▶ WRITTEN INSTRUCTION
Write out the stretch of the passage on the Nassars' fence coverage from "In their first" through "applies to the fence." word for word.

In their first issue, the Nassars challenge the trial court's coverage determination with respect to the fence.

The parties agree that property damage to the Nassars' fence from Hurricane Ike totaled $58,000, and that a Texas Homeowners Policy Form A issued by Liberty Mutual covers this property damage. The parties also agree regarding the liability limits applicable to the individual policy subsections being litigated. They disagree about which policy subsection applies to the fence.

The Nassars contend that this property damage is covered by subsection (1) of "COVERAGE A (DWELLING)," which is subject to a $247,200 liability limit. Liberty Mutual contends that property damage to the Nassars' fence is covered pursuant to subsection (2) of "COVERAGE A (DWELLING)," which is subject to a $24,720 liability limit that Liberty Mutual already has paid. The trial court agreed with Liberty Mutual and granted summary judgment in its favor on this coverage question.

▶ SOURCE EXCERPT
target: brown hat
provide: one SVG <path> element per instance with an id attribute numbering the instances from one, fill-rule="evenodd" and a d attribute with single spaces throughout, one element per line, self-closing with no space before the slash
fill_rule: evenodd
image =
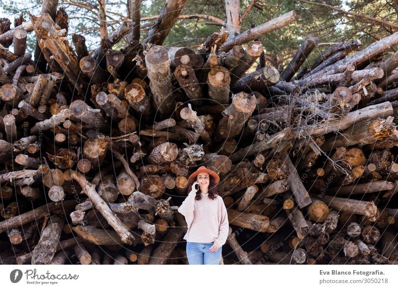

▶ FINAL RESULT
In their first issue, the Nassars challenge the trial court's coverage determination with respect to the fence.

The parties agree that property damage to the Nassars' fence from Hurricane Ike totaled $58,000, and that a Texas Homeowners Policy Form A issued by Liberty Mutual covers this property damage. The parties also agree regarding the liability limits applicable to the individual policy subsections being litigated. They disagree about which policy subsection applies to the fence.